[Coordinate labeling data]
'''

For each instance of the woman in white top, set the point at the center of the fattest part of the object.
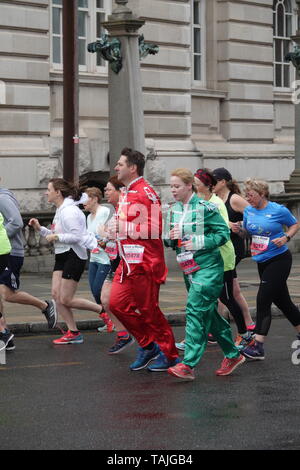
(71, 240)
(99, 265)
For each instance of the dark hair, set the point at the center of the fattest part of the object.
(66, 188)
(206, 177)
(117, 184)
(223, 174)
(134, 157)
(233, 187)
(94, 192)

'''

Given task – Output the records above as a two-column CSV with the headers text and points. Give one row per record, with its wording and its coordinates each in a single quoted field, line breaks replaced by spaces, and the pictures left out.

Exercise output –
text,points
"For each instance of the woman in white top, set the point at the center of the fattest part of the object.","(71, 240) (99, 265)"
"For each instance of the dark hair, set the point at the center of the fattest part of the object.","(66, 188) (206, 177) (117, 184) (223, 174) (134, 157) (233, 187) (94, 192)"